▸ INSTRUÇÃO ESCRITA:
Copie na íntegra o trecho sobre a falta de escrúpulos na política, sem mudar uma só palavra.

▸ TRECHO:
───
O marketing como arma para o fracasso
Às favas os escrúpulos
*Por Alon Feuerwerker
A falta de limites na busca pelo poder é sinal de que tampouco haverá limites no seu exercício. E candidatos a ditador não costumam acabar bem
Quando submetidos a tensão extrema, acontece de políticos escorregarem para zonas de sombra e mesmo escuridão. Ficou famosa, por exemplo, a frase de um ministro na reunião que chancelou o Ato Institucional nº 5, há quase 40 anos: “Às favas os escrúpulos de consciência”. Escrúpulos que, por exemplo, poderiam ter evitado a divulgação do vídeo usado por Fernando Collor contra Luiz Inácio Lula da Silva em 1989, na invasão violenta da vida pessoal do candidato do PT.
Tenho comigo que Collor começou a cair antes mesmo de eleito, por causa daquele vídeo. A falta de limites na busca pelo poder é sinal de que tampouco haverá limites no seu exercício. E candidatos a ditador não costumam acabar bem. Subjetividade à parte, o certo é que, duas décadas depois, a invasão violenta da vida privada de Lula por Collor fez muito mais mal ao hoje senador alagoano do que ao hoje presidente da República. E o ministro que pronunciou a infeliz frase na reunião do AI-5 tem e terá sua biografia permanentemente marcada por ela. Talvez injustamente.
───
(Parte de um arquivo de dados)

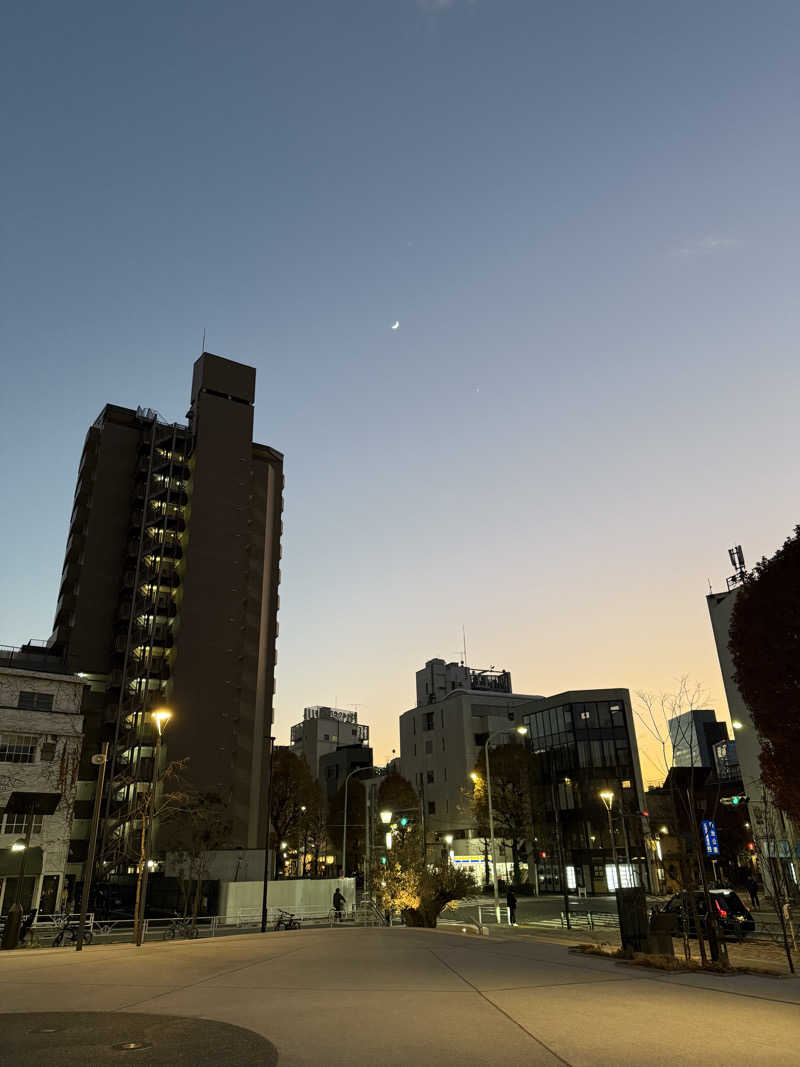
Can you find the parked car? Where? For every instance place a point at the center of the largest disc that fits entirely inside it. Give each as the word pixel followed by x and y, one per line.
pixel 731 913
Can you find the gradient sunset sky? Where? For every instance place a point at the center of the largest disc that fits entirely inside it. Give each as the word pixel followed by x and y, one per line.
pixel 585 218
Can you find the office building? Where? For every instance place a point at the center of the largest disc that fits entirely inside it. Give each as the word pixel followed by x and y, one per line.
pixel 169 595
pixel 692 736
pixel 584 744
pixel 335 766
pixel 41 737
pixel 322 731
pixel 441 739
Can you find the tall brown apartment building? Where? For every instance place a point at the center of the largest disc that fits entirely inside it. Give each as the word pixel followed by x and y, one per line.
pixel 169 594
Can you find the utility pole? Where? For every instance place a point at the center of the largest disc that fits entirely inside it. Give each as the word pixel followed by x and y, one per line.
pixel 267 829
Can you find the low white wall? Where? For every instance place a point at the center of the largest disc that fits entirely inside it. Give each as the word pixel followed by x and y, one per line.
pixel 289 893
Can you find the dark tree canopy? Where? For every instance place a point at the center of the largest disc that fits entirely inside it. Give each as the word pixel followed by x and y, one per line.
pixel 765 646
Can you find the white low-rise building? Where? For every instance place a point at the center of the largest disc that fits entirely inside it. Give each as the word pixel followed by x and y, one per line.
pixel 41 737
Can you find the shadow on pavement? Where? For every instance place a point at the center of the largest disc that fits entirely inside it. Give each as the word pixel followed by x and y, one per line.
pixel 89 1038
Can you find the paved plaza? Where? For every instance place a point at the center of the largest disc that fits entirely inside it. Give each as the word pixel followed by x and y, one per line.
pixel 393 997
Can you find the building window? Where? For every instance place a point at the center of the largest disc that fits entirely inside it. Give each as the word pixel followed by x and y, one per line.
pixel 35 701
pixel 17 748
pixel 18 824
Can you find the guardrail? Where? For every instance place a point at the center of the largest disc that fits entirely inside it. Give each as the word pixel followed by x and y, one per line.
pixel 488 914
pixel 306 912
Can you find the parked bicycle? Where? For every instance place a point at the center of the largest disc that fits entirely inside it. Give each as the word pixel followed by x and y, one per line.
pixel 287 920
pixel 68 929
pixel 180 926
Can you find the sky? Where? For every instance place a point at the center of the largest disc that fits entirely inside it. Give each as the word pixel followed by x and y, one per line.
pixel 585 218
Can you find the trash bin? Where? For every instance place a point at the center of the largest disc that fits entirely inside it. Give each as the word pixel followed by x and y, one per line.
pixel 632 906
pixel 662 925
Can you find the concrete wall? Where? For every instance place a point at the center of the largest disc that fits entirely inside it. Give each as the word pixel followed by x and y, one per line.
pixel 284 893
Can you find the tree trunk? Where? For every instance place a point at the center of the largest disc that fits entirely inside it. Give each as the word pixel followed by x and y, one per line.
pixel 197 897
pixel 137 919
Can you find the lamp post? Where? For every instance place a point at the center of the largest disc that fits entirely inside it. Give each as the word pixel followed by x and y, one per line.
pixel 449 853
pixel 305 840
pixel 520 730
pixel 99 760
pixel 161 716
pixel 608 798
pixel 268 826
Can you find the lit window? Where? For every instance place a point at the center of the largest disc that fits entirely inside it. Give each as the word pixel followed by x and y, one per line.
pixel 17 748
pixel 18 824
pixel 35 701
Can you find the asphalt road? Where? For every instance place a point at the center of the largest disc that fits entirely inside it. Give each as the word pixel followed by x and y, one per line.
pixel 346 997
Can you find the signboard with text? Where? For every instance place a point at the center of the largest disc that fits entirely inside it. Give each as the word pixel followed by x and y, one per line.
pixel 709 838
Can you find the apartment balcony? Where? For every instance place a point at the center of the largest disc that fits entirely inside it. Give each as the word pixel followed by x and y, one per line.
pixel 65 607
pixel 75 545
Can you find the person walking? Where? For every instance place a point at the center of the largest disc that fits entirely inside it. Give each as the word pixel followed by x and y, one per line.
pixel 339 903
pixel 511 901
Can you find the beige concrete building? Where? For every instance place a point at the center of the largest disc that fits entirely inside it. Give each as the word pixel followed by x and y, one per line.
pixel 41 737
pixel 169 595
pixel 441 738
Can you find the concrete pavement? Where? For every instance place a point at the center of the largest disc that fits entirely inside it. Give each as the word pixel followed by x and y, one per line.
pixel 350 997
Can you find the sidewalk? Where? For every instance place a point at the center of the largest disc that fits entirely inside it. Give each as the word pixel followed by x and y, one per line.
pixel 347 998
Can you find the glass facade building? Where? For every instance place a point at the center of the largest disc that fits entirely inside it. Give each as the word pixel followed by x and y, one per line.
pixel 584 745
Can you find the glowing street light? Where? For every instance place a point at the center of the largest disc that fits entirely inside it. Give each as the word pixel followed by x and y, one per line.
pixel 160 716
pixel 520 730
pixel 608 798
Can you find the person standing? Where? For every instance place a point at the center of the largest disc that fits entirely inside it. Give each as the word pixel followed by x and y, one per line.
pixel 511 901
pixel 339 903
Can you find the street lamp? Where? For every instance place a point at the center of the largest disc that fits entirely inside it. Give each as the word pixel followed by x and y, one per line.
pixel 305 839
pixel 161 716
pixel 520 730
pixel 608 798
pixel 99 761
───
▸ RESULTADO:
O marketing como arma para o fracasso
Às favas os escrúpulos
*Por Alon Feuerwerker
A falta de limites na busca pelo poder é sinal de que tampouco haverá limites no seu exercício. E candidatos a ditador não costumam acabar bem
Quando submetidos a tensão extrema, acontece de políticos escorregarem para zonas de sombra e mesmo escuridão. Ficou famosa, por exemplo, a frase de um ministro na reunião que chancelou o Ato Institucional nº 5, há quase 40 anos: “Às favas os escrúpulos de consciência”. Escrúpulos que, por exemplo, poderiam ter evitado a divulgação do vídeo usado por Fernando Collor contra Luiz Inácio Lula da Silva em 1989, na invasão violenta da vida pessoal do candidato do PT.
Tenho comigo que Collor começou a cair antes mesmo de eleito, por causa daquele vídeo. A falta de limites na busca pelo poder é sinal de que tampouco haverá limites no seu exercício. E candidatos a ditador não costumam acabar bem. Subjetividade à parte, o certo é que, duas décadas depois, a invasão violenta da vida privada de Lula por Collor fez muito mais mal ao hoje senador alagoano do que ao hoje presidente da República. E o ministro que pronunciou a infeliz frase na reunião do AI-5 tem e terá sua biografia permanentemente marcada por ela. Talvez injustamente.